Return the following material word for word, omitting the pictures.
## START Input data
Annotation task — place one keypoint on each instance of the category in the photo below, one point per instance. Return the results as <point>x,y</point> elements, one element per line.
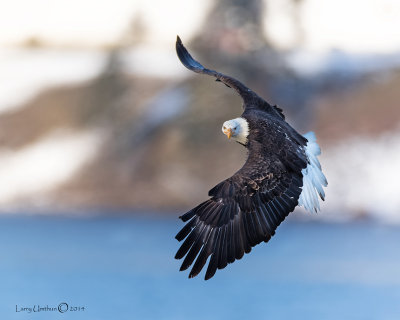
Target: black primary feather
<point>245,209</point>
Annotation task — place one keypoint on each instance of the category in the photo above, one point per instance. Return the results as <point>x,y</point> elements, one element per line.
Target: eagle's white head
## END Input data
§ Solution to the problem:
Annotation task — place one keypoint on each instance of the category in the photo below, one point per instance. Return the results as <point>x,y</point> elements, one element per line.
Target: black primary feather
<point>245,209</point>
Annotation task — place one keypoint on each instance of the category in the photo above, one point per instance. Return the results as <point>x,y</point> elements, one element per line.
Target: eagle's white head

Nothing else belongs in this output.